The task — Copy all of the following lines verbatim, without changing a single character.
┌────────
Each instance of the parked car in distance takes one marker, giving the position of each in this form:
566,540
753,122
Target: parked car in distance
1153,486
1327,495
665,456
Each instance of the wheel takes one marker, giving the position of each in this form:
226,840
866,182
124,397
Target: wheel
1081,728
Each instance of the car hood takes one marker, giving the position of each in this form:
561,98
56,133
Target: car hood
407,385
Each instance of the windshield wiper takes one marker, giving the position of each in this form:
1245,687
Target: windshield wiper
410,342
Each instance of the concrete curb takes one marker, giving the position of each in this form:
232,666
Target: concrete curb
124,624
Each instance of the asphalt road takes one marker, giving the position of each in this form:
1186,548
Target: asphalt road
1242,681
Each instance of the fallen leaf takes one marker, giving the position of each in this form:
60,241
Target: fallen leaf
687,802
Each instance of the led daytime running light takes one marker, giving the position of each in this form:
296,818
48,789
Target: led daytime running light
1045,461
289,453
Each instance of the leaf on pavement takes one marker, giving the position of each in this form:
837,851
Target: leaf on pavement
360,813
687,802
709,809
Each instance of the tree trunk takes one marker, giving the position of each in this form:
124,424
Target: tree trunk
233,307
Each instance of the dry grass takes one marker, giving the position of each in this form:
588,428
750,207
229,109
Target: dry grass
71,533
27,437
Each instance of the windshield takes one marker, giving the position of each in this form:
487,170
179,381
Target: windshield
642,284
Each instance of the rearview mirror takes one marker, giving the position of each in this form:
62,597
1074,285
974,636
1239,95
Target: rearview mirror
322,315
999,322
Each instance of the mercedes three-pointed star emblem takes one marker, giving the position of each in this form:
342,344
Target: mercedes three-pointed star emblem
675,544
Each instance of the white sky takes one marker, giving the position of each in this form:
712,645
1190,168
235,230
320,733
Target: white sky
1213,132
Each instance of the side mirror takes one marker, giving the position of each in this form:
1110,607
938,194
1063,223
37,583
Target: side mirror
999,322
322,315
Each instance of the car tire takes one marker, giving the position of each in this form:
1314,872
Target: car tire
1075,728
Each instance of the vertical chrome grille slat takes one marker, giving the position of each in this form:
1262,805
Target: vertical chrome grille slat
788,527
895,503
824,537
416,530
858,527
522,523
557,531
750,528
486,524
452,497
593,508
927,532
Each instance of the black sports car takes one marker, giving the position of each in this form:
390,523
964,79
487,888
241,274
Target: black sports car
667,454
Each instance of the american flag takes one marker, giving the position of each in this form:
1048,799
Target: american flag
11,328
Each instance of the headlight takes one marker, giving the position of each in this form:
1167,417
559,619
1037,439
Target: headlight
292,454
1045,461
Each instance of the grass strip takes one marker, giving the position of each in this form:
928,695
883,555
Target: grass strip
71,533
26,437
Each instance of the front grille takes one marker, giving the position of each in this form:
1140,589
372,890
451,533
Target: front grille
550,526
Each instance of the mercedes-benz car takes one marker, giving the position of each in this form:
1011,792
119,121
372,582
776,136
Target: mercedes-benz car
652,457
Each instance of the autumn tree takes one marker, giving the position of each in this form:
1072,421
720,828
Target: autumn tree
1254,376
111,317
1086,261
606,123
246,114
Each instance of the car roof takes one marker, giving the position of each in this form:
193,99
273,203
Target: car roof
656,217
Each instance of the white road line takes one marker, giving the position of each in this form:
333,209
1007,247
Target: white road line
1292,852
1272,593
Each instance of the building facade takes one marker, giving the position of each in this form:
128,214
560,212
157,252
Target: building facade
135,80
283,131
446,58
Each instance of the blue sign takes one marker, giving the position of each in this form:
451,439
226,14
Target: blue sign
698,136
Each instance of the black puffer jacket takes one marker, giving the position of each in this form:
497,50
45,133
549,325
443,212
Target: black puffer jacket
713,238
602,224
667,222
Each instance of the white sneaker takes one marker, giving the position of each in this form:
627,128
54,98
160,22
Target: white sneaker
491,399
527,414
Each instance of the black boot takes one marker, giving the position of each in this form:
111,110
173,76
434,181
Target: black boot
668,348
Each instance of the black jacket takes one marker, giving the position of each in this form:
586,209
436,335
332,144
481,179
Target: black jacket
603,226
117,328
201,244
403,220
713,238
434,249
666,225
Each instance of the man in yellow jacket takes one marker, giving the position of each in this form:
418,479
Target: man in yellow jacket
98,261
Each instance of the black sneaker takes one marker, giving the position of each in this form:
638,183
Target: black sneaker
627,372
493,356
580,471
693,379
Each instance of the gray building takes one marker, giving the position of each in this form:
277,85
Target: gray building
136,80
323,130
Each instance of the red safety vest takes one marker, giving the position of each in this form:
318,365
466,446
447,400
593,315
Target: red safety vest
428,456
└────────
Solution to the problem —
Each instance of the parked car in distance takes one marker, giving the position of each in this form:
566,540
753,122
Target: parked car in distance
1153,486
1327,495
665,456
Each instance of the wheel takes one marker, giving the position of each in this form:
226,840
866,182
124,397
Target: wheel
1081,728
Each instance of the car hood takes one marker, giving the position of each in this form:
561,98
56,133
Target: car hood
407,385
Each instance of the windshield wiper takes one marker, giving the position of each in this form:
1245,687
Target: windshield wiper
410,342
Each instance of the concrete curb takes one marker, giving the position of each in this form:
232,666
Target: concrete curb
124,624
Each instance of the asphalt road takes one marker, giving the position of each in this form:
1186,548
Target: asphalt road
1242,681
Each instance of the fallen leaf takes one marker, giving the position of each in this form:
60,241
Target: fallen leaf
687,802
Each instance of the led daytime running light takes one marker, giving the position of each in this form:
296,818
48,789
Target: led daytime running light
1045,461
289,453
Each instance of the leaf on pavement takes one marker, giving the position of each in this form:
837,851
Target: leaf on pavement
360,813
687,802
709,809
Each instance of the tree trunk takes one marker, giving the position of each in this form:
124,424
Target: tree trunk
233,307
Each instance of the dry grass takes one marker, giving the position of each in this form:
588,428
750,207
229,109
Target: dry grass
71,533
27,437
Each instance of the windshield takes one marker, giving the position of each in this form:
487,170
179,381
Target: windshield
642,284
Each instance of the rearview mirror takes one marker, giving the position of each in this form:
62,597
1074,285
974,636
1239,95
Target: rearview mirror
322,315
999,322
Each instance of the mercedes three-pointed star emblem takes one marker, giving the position of each in this form:
342,344
Target: mercedes three-pointed star emblem
675,544
Each instance of the white sky takes one marker, giving the position of each in this form:
712,645
1190,168
235,230
320,733
Target: white sky
1213,132
Each instance of the side mirror takes one marker, giving the position of each in this form:
1110,607
938,194
1063,223
37,583
Target: side mirror
999,322
322,315
Each instance of the car tire takes one marker, giving the position of each in this form:
1314,872
Target: car tire
1075,728
Each instance of the vertical chrome grille slat takes one marker, giving the position of each in this form:
1262,805
Target: vertical chrome grille slat
788,527
895,503
824,537
416,530
858,527
522,523
557,531
750,528
486,524
452,497
593,508
927,532
Each instance of the black sports car takes one marker, giving the position of each in this form:
390,523
964,79
487,888
241,274
Target: black sports car
667,454
Each instance of the american flag takes one marker, giving the position of each in this form:
1048,799
Target: american flag
11,328
Each instance of the headlight takes one marker, giving the position of each in this form:
1167,417
559,619
1037,439
Target: headlight
292,454
1045,461
Each instance of the grass strip takes one marker, giving the position of each in this form:
928,695
883,555
Target: grass strip
71,533
26,437
Each instance of the front grille takes one marker, giving the position of each in this form:
1140,589
372,890
451,533
Target: front grille
550,526
Each instance of the mercedes-benz car takes one marker, giving the position of each in this form:
1011,792
119,121
372,582
776,136
Target: mercedes-benz car
652,457
Each instance of the autumn tree takes one marker, giving the position of each in this form:
1072,421
720,828
Target: autumn tree
1254,376
111,317
1086,261
606,123
246,114
Each instance of the car roof takes one marker, giving the position of each in this form:
193,99
273,203
Target: car roof
656,217
Each instance of the white road line takes one marker, giving the position of each in this form:
333,209
1007,247
Target: white road line
1292,852
1272,593
Each instance of the building facade takes one marker, giving the position of each in this form:
128,214
560,212
157,252
Target: building facade
135,80
283,131
446,58
Each instance of the blue sign takes one marker, giving the position of each in this form:
451,439
226,14
Target: blue sign
698,136
Each instance of the black puffer jacket takes one marker, giving the position of each in this form:
497,50
45,133
549,325
443,212
Target: black puffer jacket
713,238
602,224
667,222
Each instance of the white sneaker takes one marker, giving the position of each in this form:
627,128
54,98
160,22
Target: white sneaker
491,399
527,414
Each instance of the black boot takes one marker, giving the position of each in this form:
111,110
173,76
434,181
Target: black boot
668,348
Each instance of the black jacket takes one marker, giving the position of each in this form:
586,209
436,335
332,144
481,179
Target: black jacket
603,226
117,328
201,244
403,220
713,238
434,249
666,225
Each instance of the man in yellow jacket takes one marker, giving the position of each in this form:
418,479
Target: man in yellow jacket
98,261
Each instance of the black sneaker takes one marker, giving the position of each in this form:
638,183
Target: black sneaker
627,372
493,356
580,471
693,379
Each instance of the gray building takes one marker, giving the position of each in this form:
277,85
Target: gray building
136,80
323,130
Each instance of the red safety vest takes one marker, giving the position of each in this form:
318,365
466,446
447,400
593,315
Target: red safety vest
428,456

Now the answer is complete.